━━━ EXERCISE MATERIALS
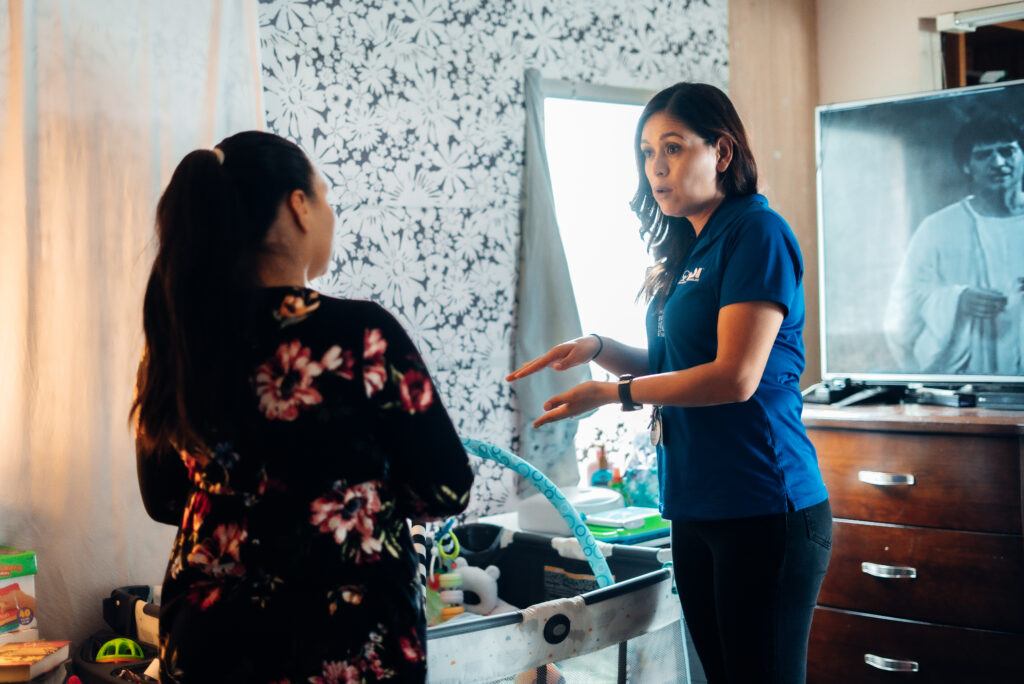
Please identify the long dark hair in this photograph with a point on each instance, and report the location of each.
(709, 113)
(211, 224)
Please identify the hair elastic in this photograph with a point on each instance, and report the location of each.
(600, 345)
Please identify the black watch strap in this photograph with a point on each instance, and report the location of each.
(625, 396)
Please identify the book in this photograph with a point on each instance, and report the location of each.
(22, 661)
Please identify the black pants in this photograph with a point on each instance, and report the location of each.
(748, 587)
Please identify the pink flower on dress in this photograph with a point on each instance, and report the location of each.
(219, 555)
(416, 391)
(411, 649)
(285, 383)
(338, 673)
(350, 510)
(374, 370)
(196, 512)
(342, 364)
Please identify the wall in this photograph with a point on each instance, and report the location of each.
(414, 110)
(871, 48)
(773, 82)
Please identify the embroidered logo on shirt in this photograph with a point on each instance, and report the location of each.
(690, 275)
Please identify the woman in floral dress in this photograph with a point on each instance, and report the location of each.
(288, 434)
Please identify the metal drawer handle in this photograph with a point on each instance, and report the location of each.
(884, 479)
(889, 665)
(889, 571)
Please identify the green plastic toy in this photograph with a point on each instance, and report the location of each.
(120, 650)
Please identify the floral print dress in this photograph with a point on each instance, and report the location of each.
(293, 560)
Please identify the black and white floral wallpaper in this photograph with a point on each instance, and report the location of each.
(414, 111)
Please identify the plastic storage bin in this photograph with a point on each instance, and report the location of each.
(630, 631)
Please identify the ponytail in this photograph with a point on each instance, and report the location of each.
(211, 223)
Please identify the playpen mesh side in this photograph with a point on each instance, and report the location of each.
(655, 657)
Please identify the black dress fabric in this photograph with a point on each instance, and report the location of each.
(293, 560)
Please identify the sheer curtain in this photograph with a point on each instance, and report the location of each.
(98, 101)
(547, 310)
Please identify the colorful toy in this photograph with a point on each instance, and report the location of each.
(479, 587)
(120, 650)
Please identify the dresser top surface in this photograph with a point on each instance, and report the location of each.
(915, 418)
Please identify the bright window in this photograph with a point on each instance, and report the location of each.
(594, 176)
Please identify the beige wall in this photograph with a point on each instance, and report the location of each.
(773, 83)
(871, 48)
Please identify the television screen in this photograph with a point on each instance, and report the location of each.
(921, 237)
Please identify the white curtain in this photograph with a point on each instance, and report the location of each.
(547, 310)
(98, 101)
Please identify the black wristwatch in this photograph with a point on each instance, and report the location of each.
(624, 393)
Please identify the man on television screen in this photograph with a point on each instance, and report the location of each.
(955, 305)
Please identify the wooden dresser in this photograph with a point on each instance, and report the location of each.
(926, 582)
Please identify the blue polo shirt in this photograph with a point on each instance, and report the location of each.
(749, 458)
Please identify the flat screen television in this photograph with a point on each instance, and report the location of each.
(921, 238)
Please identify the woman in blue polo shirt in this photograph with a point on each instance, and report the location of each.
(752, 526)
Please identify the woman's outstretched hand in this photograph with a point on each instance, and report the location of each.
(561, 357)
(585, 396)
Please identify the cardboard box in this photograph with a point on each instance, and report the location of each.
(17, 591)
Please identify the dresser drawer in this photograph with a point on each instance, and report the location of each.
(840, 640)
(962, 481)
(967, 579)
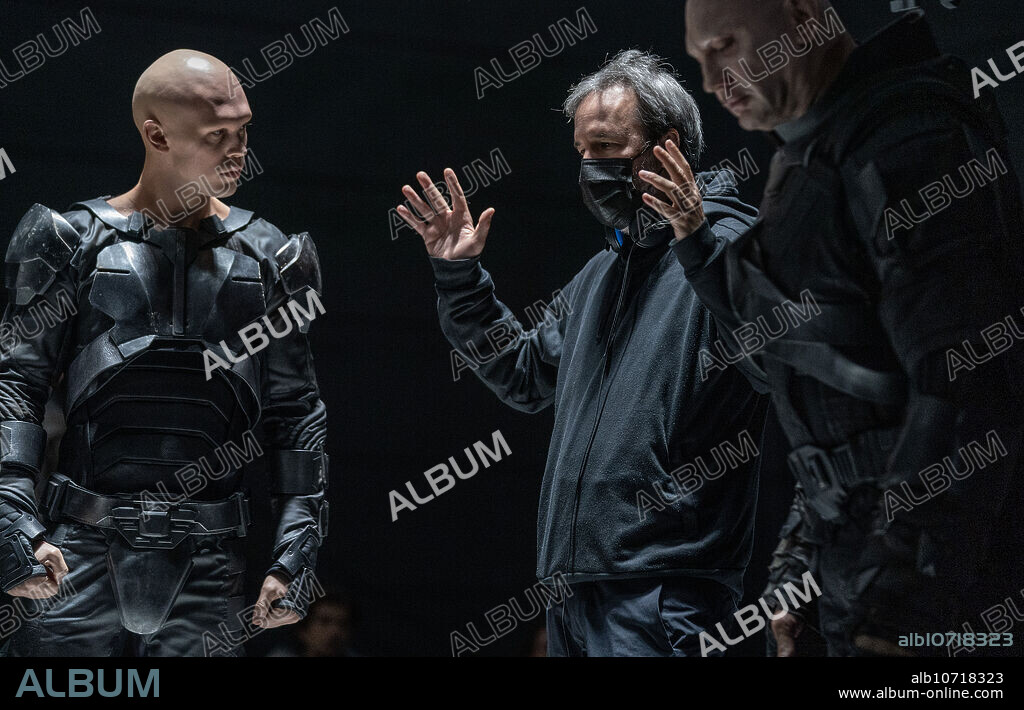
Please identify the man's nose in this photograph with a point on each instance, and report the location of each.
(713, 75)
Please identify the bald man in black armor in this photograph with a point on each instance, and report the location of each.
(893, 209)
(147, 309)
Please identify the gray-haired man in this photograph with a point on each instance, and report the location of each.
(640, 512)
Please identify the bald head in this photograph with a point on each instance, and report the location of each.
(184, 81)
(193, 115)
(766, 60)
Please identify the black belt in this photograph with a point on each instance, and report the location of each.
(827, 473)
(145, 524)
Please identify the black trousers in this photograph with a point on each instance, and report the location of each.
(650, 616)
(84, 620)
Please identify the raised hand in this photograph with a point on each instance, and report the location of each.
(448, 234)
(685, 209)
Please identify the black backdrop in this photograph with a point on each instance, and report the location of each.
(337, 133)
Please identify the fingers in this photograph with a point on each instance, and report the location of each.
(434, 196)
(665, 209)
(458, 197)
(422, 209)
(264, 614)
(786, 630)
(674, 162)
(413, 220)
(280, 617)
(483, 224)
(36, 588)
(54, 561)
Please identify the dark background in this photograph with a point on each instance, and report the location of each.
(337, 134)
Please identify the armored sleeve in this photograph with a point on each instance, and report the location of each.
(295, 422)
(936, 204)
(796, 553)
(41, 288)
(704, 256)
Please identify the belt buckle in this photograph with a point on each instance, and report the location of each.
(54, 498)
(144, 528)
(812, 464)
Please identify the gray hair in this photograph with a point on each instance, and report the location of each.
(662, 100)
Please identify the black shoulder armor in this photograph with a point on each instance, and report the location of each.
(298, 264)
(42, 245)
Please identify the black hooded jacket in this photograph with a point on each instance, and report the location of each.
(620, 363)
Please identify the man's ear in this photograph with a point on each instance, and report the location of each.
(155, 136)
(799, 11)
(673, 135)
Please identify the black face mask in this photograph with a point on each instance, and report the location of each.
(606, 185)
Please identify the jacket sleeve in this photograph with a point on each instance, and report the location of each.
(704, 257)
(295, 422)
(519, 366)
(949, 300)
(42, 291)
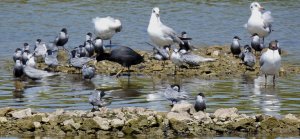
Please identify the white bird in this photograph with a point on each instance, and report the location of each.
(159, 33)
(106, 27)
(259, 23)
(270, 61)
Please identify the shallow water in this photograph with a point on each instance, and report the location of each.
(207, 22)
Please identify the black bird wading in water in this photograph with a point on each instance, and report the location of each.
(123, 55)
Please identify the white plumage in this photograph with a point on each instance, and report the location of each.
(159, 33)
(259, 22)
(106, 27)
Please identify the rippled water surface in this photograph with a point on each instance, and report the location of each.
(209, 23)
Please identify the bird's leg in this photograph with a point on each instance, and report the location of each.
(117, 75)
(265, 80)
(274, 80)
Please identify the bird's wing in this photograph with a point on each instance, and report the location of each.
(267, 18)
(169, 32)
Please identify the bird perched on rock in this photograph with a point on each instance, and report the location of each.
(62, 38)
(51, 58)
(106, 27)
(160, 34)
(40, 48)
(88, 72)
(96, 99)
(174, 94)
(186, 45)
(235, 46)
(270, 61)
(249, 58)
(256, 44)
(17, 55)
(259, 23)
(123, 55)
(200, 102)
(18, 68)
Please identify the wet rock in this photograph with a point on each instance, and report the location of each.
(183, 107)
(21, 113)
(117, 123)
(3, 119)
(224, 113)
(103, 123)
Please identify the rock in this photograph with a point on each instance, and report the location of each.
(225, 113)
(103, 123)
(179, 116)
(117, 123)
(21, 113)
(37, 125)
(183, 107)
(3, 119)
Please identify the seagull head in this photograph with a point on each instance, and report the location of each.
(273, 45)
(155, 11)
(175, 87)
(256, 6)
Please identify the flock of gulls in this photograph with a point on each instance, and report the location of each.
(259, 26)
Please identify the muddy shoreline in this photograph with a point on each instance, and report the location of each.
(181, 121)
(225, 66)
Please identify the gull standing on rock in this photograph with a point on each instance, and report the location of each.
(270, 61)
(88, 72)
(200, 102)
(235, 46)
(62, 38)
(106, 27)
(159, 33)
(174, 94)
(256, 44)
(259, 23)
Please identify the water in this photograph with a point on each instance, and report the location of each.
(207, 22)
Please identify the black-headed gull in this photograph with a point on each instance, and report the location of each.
━━━━━━
━━━ EXERCISE MATERIALS
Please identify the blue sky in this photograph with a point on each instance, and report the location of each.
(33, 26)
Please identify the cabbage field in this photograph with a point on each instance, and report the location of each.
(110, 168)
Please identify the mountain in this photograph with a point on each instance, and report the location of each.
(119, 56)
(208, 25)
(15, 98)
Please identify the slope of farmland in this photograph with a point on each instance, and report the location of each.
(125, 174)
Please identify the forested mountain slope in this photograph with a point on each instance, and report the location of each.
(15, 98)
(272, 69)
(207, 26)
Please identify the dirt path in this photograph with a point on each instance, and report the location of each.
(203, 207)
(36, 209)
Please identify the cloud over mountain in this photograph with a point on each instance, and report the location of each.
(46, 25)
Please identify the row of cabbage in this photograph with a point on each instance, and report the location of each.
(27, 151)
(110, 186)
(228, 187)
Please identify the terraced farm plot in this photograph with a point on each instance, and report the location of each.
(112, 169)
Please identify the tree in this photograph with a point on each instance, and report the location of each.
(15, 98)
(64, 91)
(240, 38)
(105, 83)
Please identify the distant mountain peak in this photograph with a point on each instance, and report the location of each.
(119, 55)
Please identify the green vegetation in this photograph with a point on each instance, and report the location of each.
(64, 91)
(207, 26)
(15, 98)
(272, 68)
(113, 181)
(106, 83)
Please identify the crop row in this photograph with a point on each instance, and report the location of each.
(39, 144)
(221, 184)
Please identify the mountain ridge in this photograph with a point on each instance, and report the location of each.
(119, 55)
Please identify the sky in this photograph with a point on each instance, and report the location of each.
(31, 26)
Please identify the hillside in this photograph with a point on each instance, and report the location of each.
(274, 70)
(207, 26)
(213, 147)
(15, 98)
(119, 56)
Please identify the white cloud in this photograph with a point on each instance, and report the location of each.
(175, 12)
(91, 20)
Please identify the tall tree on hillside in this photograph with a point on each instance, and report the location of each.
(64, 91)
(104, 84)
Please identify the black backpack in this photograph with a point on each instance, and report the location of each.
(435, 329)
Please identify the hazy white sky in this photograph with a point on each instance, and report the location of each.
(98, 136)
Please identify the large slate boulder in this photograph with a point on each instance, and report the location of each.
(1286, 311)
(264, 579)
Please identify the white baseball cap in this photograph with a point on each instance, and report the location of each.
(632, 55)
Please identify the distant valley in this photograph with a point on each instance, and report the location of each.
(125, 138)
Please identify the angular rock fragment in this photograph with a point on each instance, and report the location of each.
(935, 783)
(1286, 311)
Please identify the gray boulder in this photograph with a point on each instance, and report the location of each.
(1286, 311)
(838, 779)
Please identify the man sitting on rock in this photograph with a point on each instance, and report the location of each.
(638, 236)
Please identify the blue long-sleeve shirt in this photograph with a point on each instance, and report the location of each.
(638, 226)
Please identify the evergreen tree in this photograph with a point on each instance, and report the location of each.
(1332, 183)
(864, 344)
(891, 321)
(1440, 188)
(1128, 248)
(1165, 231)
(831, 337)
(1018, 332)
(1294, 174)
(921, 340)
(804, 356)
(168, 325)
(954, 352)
━━━━━━
━━━ EXERCISE MATERIALS
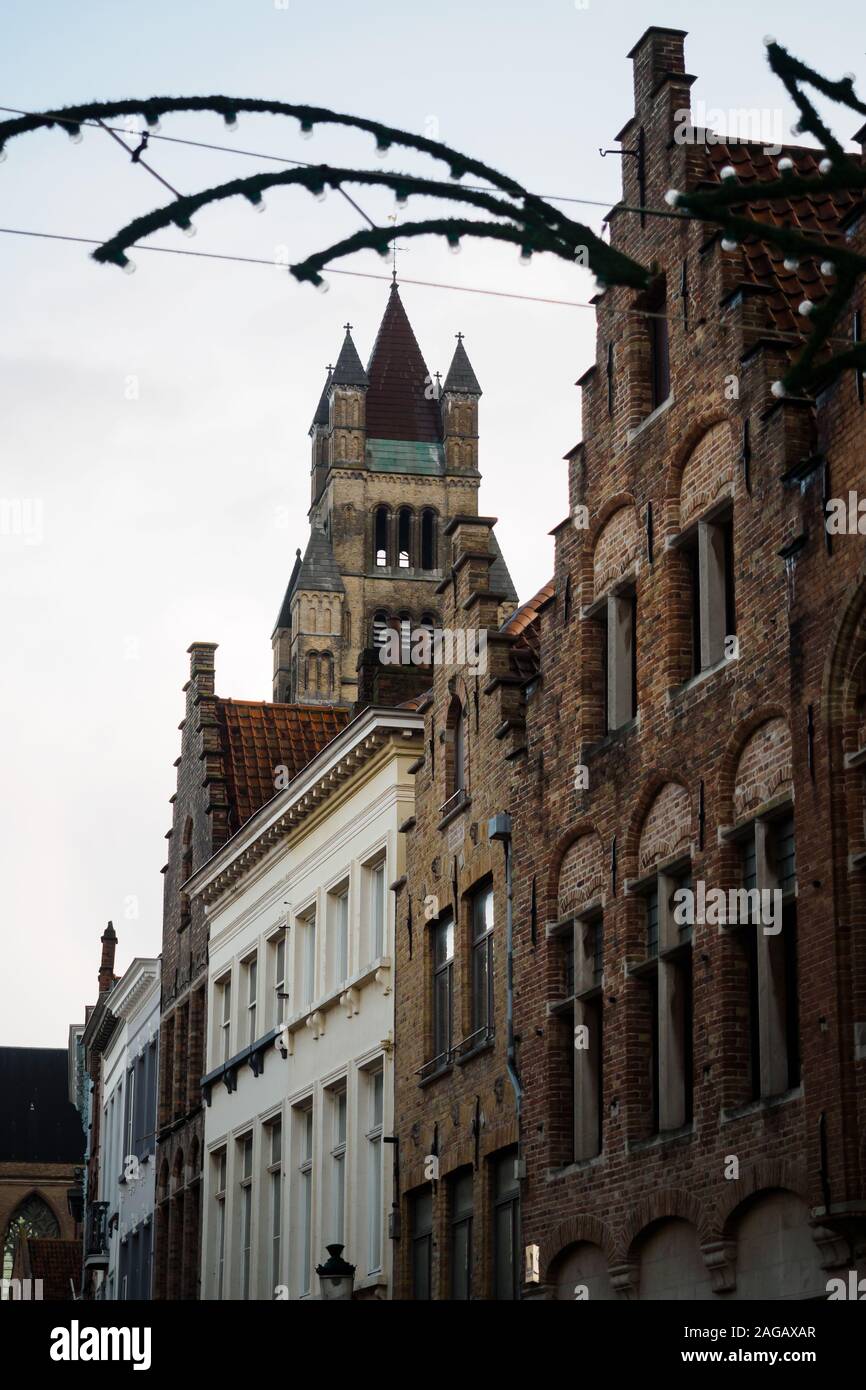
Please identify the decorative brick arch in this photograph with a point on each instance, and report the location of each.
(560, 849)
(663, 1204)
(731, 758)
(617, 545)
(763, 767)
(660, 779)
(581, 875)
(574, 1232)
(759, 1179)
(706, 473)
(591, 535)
━━━━━━
PROBLEM DESCRIPTION
Display each line of the entries above in which the word "mountain" occurs.

ANSWER TO THE EXERCISE
Please identify the mountain in this photograph with a point on each instance, and report the location of each.
Please identify the forested mountain slope in this photograph with a point on each instance, and report the location of each.
Please identify the cloud over mountain in this photograph with a point on each instance, and report the location of each.
Please identify the distant mountain peak in this photograph with a point on each instance, and report the location of each.
Please identify the mountain ridge in this photograph with a point on each instance, and report the location of each.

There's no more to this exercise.